■ **Information provided**
■ ■ ■ ■ ■ ■ ■

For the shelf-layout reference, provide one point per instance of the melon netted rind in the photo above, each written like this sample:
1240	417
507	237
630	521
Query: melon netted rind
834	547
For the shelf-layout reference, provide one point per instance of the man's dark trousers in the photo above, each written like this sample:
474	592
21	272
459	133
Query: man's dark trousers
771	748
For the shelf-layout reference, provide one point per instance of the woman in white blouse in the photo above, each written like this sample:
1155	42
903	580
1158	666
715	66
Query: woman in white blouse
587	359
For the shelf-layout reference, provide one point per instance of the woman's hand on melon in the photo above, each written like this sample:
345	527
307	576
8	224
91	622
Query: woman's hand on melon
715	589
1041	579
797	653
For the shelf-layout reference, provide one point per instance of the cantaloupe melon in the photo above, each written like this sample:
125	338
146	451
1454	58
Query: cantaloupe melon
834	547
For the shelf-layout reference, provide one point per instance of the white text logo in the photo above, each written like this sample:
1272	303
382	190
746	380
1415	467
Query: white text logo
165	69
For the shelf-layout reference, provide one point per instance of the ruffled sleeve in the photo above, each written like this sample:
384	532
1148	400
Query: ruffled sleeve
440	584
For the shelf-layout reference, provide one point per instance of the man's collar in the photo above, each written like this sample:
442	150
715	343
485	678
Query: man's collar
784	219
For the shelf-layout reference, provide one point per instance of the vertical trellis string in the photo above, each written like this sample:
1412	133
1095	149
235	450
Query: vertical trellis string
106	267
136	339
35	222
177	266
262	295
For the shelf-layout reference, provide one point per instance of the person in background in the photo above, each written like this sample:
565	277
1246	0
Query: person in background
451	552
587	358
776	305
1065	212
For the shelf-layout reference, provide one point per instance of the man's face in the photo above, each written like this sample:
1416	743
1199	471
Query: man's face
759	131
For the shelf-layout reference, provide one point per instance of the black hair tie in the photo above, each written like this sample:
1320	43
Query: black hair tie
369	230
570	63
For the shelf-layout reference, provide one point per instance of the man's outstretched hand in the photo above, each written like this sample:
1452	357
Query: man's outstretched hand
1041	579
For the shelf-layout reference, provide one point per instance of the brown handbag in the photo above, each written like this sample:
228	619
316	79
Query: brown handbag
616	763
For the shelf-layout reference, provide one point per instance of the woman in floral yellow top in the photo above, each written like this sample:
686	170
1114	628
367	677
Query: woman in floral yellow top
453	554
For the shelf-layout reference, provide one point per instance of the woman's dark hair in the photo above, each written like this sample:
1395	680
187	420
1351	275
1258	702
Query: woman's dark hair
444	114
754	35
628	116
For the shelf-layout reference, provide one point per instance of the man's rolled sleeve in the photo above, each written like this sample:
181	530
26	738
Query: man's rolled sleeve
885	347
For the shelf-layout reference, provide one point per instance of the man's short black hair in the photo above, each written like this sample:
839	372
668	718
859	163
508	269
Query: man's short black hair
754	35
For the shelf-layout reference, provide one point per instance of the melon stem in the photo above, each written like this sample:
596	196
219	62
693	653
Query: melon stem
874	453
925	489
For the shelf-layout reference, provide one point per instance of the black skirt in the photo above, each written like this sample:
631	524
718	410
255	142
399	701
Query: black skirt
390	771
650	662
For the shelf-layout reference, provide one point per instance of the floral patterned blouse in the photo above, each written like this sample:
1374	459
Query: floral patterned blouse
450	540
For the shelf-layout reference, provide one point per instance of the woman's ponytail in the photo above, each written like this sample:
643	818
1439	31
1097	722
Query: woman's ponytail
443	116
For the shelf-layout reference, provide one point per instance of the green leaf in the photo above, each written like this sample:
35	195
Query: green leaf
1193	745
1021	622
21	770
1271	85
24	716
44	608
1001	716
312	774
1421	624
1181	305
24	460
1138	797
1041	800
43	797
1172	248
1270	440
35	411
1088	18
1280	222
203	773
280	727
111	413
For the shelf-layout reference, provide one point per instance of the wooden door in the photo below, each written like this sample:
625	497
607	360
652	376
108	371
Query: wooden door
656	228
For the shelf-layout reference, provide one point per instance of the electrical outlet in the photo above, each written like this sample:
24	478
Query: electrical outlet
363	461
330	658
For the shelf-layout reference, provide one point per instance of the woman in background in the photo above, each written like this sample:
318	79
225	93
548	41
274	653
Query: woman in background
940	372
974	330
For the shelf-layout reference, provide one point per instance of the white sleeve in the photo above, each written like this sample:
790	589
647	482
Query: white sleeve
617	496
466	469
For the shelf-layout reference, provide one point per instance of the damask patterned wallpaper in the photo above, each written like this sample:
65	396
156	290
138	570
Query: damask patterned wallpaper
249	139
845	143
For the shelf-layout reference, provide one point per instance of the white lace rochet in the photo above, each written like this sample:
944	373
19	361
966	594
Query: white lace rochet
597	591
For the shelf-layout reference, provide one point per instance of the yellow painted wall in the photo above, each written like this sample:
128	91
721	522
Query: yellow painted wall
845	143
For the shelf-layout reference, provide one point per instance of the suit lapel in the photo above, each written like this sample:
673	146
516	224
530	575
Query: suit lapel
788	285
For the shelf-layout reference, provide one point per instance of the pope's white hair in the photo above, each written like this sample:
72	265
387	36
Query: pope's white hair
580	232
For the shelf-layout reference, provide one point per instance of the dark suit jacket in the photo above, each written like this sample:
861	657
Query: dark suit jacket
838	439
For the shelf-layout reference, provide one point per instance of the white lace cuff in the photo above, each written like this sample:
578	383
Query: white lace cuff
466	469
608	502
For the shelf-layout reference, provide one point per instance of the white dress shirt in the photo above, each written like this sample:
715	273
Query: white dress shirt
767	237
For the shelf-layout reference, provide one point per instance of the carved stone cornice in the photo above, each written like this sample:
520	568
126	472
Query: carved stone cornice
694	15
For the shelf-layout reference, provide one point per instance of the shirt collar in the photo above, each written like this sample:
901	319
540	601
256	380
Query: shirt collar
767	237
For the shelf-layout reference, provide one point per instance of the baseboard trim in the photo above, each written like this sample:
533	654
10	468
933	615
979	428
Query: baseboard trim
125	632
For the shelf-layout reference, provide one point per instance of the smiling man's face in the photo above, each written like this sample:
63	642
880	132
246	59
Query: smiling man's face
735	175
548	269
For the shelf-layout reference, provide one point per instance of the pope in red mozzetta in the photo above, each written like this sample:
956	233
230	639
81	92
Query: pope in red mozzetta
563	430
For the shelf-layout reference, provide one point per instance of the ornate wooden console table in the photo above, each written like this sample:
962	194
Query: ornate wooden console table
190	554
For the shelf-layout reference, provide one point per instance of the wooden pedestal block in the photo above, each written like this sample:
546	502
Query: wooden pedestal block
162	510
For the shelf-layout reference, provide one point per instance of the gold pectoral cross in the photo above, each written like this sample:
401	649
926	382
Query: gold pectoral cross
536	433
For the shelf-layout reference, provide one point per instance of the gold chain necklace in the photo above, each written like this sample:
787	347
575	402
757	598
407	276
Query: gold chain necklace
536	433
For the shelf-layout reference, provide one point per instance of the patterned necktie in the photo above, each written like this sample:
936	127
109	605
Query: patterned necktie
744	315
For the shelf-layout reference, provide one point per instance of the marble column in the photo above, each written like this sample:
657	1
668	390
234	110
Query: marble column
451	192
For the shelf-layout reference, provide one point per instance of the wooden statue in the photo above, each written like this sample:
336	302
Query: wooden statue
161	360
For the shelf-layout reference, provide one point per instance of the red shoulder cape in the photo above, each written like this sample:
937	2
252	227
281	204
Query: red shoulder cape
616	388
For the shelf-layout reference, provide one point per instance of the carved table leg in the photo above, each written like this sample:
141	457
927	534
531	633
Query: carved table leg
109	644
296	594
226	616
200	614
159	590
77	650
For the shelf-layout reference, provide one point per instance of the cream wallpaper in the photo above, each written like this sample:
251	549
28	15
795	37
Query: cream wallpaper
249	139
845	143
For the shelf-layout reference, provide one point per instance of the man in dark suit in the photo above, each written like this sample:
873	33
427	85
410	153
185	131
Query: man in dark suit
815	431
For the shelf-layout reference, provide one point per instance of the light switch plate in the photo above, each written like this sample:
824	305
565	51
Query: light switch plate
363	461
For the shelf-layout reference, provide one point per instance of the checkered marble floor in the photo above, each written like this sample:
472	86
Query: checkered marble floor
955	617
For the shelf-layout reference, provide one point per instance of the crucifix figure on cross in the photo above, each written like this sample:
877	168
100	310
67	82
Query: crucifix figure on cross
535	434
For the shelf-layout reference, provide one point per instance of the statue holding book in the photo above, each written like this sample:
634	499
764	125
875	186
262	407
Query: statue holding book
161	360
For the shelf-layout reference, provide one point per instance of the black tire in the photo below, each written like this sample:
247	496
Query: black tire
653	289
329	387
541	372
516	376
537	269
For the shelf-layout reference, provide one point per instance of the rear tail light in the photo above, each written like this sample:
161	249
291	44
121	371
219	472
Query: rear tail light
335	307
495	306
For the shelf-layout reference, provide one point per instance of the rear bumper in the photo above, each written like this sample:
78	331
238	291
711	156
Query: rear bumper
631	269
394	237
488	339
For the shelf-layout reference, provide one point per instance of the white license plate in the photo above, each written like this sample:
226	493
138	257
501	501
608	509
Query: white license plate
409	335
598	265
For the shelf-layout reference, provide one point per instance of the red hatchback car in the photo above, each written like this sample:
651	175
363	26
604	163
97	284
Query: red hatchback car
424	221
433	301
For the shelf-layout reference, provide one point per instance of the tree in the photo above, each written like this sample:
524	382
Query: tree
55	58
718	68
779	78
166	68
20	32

■ ■ ■ ■ ■ ■ ■

■ **Task objective**
Everything from the line with "the black tire" to the end of the listing above needs to be duplicated exactly, both end lines included, with nothing more.

■ **Task answer**
For the shelf-layout reference, provide one point per instance of the black tire in the photo below, each written like this sample:
247	496
Query: black tire
653	289
329	387
541	372
516	376
537	269
For the shelf-layout reference, provide one point per instance of the rear tail light in the photo above, each written like this sample:
161	249
291	44
121	371
219	472
Query: rear tail light
335	307
495	306
For the shelf-layout reference, provide one point per instance of the rear bumper in the photo above, each written like this sample:
78	331
238	291
711	156
Query: rear bumper
631	269
394	237
488	339
For the shelf-layout reference, provide one point per instance of the white license plate in the photo above, each written like this sample:
226	493
138	257
501	501
608	509
Query: white license plate
409	335
598	265
For the shelf-layout reference, provide one point per instance of the red hatchback car in the photo above, each written like this sample:
651	175
363	26
604	163
97	284
Query: red hatchback car
424	221
433	301
For the shelf-layout reference, provide one point per instance of the tree in the photo above, each written like this sample:
524	382
Query: tree
55	58
718	68
779	78
166	68
20	32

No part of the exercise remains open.